Source passage:
Place of Birth, Place of Registration, and Place Living.  These three location columns give some of the most interesting information in the Census.  It was common that a person lived in one place, but was officially registered in another place.  These columns give an idea of how our ancestors moved, and why we canít find them in the places that we expect to find them!

Because many of these locations are so small that they are not included on the commonly used genealogical lists of places, they are included in this database just as they were transliterated from the original.

To facilitate research into place names, we have extracted a list of all place names appearing in this database, which appears at the bottom of this introduction.

Some unusual terms can appear in these columns:

  • Folwark — The name comes from the German word "Vorwerk".  A general meaning of this term is an administrative area where taxes are collected.  Folwarks first appeared as the land was given by grand dukes to clergy, cloisters and high ranking people.  Sometimes several folwarks are in one village.  Folwark may also mean an area of land that belonged to representatives of nobility.
  • Zastenok — (Polish - zascianok).  In Poland (Polesye and Volyn) the name means a piece of land that was adjacent to, but not part of, a village.  It was separated from a village's land by a natural border; forest, mountain, swamp, etc.  Every resident of the village could use the land of the zastenok, but he had to pay money for the use of the land.  In Lithuania, zastenok means an area of land that was settled by lower ranking nobility.  The family worked on the land by themselves.
  • Korchma — This was a tavern.  In many places, the tavern was a kosher bed and breakfast, catering to Jews who were traveling.  The sale of wine and spirits to the general public was also a function of the Korchma.  In some Korchmas, only the sale of wine and spirits was involved.

Data section:
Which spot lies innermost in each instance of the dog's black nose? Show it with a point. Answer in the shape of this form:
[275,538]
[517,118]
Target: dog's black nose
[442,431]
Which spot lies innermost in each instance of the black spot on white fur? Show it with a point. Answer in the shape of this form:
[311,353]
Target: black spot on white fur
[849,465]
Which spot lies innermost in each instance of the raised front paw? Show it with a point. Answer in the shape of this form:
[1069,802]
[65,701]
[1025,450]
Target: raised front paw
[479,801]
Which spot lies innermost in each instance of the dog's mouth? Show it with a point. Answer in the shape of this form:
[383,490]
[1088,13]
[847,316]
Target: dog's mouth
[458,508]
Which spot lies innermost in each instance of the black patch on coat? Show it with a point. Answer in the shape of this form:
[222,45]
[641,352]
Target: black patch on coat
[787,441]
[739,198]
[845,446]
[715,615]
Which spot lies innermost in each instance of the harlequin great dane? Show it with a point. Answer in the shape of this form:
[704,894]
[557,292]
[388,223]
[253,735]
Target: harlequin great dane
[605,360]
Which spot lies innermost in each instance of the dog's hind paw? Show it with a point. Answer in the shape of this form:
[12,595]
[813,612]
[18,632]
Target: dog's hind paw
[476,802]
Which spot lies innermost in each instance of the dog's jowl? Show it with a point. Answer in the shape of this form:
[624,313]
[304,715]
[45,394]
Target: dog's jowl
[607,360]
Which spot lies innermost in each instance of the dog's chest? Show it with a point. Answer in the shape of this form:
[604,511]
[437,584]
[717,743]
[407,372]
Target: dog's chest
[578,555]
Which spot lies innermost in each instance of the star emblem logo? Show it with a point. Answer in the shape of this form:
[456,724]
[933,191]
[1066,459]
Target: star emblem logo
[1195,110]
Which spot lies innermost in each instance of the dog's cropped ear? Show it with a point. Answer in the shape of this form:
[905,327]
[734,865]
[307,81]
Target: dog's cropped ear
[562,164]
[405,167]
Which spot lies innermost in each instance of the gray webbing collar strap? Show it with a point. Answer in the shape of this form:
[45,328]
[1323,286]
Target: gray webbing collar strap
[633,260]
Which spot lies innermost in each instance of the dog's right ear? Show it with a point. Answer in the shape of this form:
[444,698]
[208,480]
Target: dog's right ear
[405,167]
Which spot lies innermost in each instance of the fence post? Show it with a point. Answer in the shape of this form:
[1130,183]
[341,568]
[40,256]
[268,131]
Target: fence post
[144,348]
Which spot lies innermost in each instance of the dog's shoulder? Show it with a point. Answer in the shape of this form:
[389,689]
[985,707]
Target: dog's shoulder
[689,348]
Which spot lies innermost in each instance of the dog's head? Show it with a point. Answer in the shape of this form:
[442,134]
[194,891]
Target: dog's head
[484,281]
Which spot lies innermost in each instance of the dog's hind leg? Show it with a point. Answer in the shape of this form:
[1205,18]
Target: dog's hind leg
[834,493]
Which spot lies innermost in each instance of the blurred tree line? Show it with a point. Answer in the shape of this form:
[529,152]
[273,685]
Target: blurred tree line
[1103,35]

Work instructions:
(1) Transcribe the portion of the census introduction between "Place of Birth, Place" and "to find them!", inclusive.
(2) Answer these questions using the census introduction:
(a) What German word does the term "Folwark" come from?
(b) In Lithuania, who settled the land called a zastenok?
(c) Where does the list of all place names in the database appear?
(3) Resume the census introduction with new text that follows its final sentence.

Solved problems:
(1)
Place of Birth, Place of Registration, and Place Living.  These three location columns give some of the most interesting information in the Census.  It was common that a person lived in one place, but was officially registered in another place.  These columns give an idea of how our ancestors moved, and why we canít find them in the places that we expect to find them!

(2)
(a) "Vorwerk"
(b) Lower ranking nobility
(c) At the bottom of the introduction

(3)
  • Estate — In many instances, a Jewish family lived on an Estate rather than in a city or village.  Generally speaking, the head of the family worked for the owner of the Estate as a blacksmith, bookkeeper, manager, or in some other capacity.

The archive, fond, series, and file number of the original record.

All of these records are from the Lithuanian State Historical Archives in Vilnius ("LVIA" = Lietuvos Valstybės Istorijos Archyvas).

For example, "LVIA / 768 / 1 / 54" indicates that this record is from the Lithuanian State Historical Archives (LVIA), fond (record group) number 768, series 1, file 54.

Where can I obtain more information about persons appearing on this database?

If you do find your ancestors or relatives in this database, and you would like to receive a photocopy of the original census page that they are listed on, you can write to the Lithuanian State Historical Archives at:

Lietuvos Valstybės Istorijos Archyvas
Gerosios Vilties 16
2009 Vilnius

For a nominal fee, they will send you a copy.  You must send them your ancestral information contained in this database, together with the Source (the fond, series, and file number), so that no research would be required.  The original record is handwritten in Russian (Cyrillic alphabet).


  • Bangsberg, Tara.  “The Russian Index: Russian Census Returns, A Tutorial”.  (Puyallup, WA : Privately published, 1993).  LDS Family History Library, Salt Lake City, microfilm #1,183,690 Item 1.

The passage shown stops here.